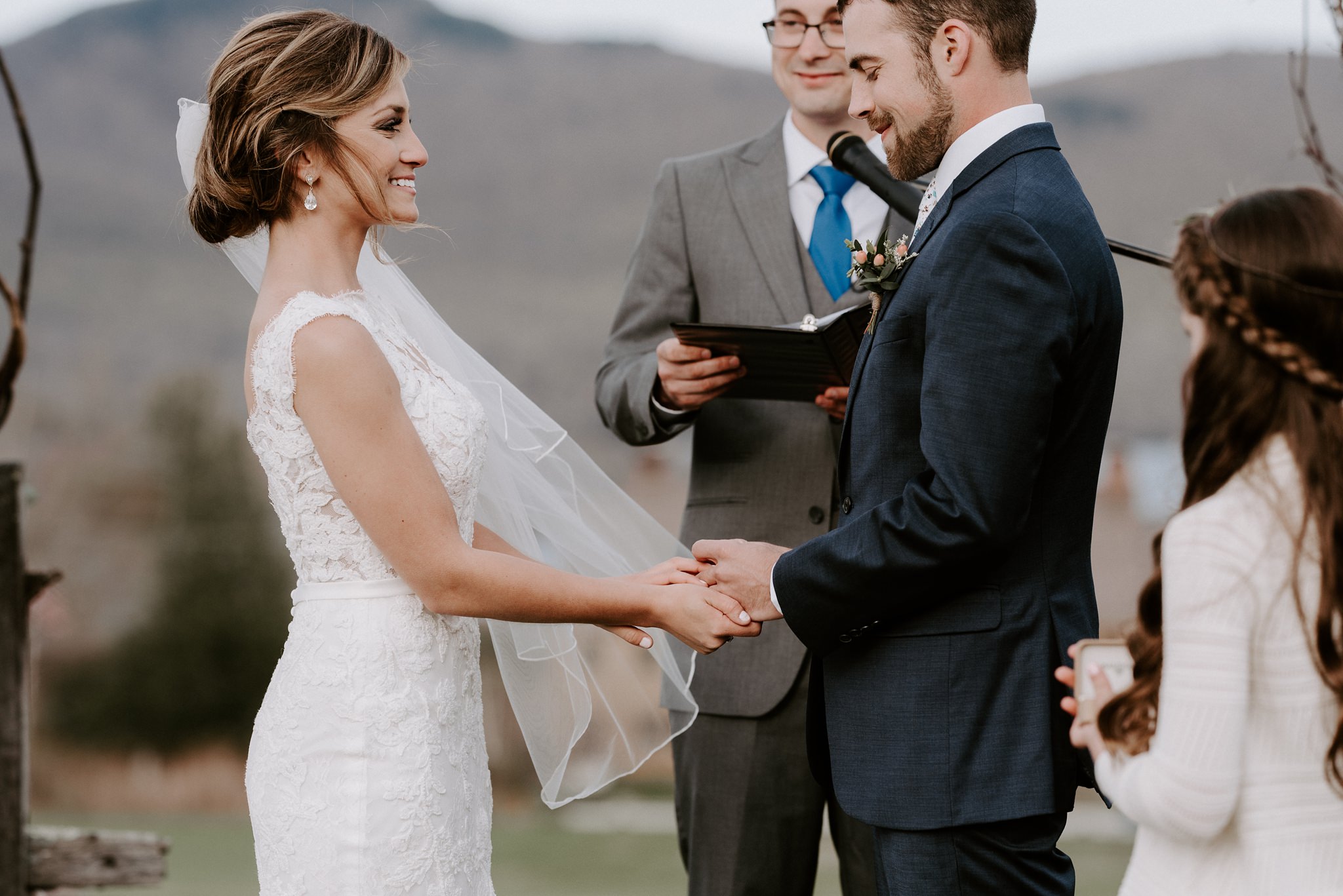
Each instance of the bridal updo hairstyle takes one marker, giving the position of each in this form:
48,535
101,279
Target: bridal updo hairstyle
278,89
1266,275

What to produce: Each line of the data above must be repeated exactly, images excluded.

Result of this exercise:
Each instance of the bridal updo hairstyle takes one marker, giving the position of each in this form:
48,535
101,279
Target: bridal updo hairstyle
278,89
1266,275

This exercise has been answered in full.